• **SELECTED EXCERPT**:
---------------
The Blacksmith character

As described in our previous blog post, at the Unity Demo Team we align our content production to certain development goals.

With our technical goals in mind, we approached the character creation of the Blacksmith with a list of objective requirements, which we believed this character should adhere to.

For example, in this project we did not intend to work on skin shading, but instead wanted to focus on using the built-in PBS in Unity which was under development. Therefore we did not want the character to have realistic human skin. We also preferred to avoid dealing with hair, because writing a hair shader wasn’t a goal for this project.

We also had to consider what kind of environment we would need to create for our character.  We already had the environment from our earlier Viking Village demo, so, for the sake of saving production time, we wanted to re-use some resources. We therefore decided to keep the character within the same theme. This brought us to the idea to explore Nordic mythology for interesting characters and stories.


Concept art: Early sketches

By now you may have figured out which literary source gave the initial spark for the idea of a blacksmith: the poem Völundarkviða in the collection of Old Norse poetry called The Poetic Edda. There are also interesting treatments of a blacksmith in the Finnish epic poetry of Kalevala, which includes some overlapping themes. Thinking more about the importance and mystical power of the blacksmith in Indo-European myth and folklore, we really liked how different elements mix to create a controversial figure with both appeal and a distinct dark side. We thought this was truly interesting, much like many of the existing villains in film and literature who inspire us.


Concept art: Explorations

We worked very closely with the concept artist, Georgi Simeonov, on the visual development of the character. He supplied many interesting ideas and explored different ways to suggest hair as part of the silhouette of a human figure, by using details like leather straps and a hood.


Concept art: Explorations

Developing the character, we explored and re-interpreted the rich treasure trove of themes that the mythological material presented. It informed many decisions about character design, art direction, and story. An additional source of inspiration were other deep and intriguing literary characters, such as Morpheus from The Sandman series by Neil Gaiman and Judge Holden from Blood Meridian by Cormac McCarthy.
---------------
According to the text on the Blacksmith character, why did the team decide to keep the character within the same theme as its earlier demo?

• **SOURCE MATERIAL**:
---------------
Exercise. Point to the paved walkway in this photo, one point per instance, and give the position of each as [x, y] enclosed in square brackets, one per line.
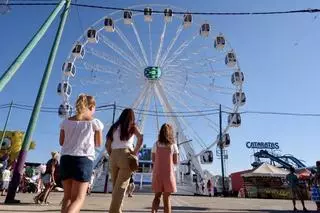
[142, 203]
---------------
• **COMPLETE OUTPUT**: The team already had the environment from its earlier Viking Village demo and wanted to re-use some of those resources to save production time. It therefore kept the character within the same theme, which led it to explore Nordic mythology for characters and stories.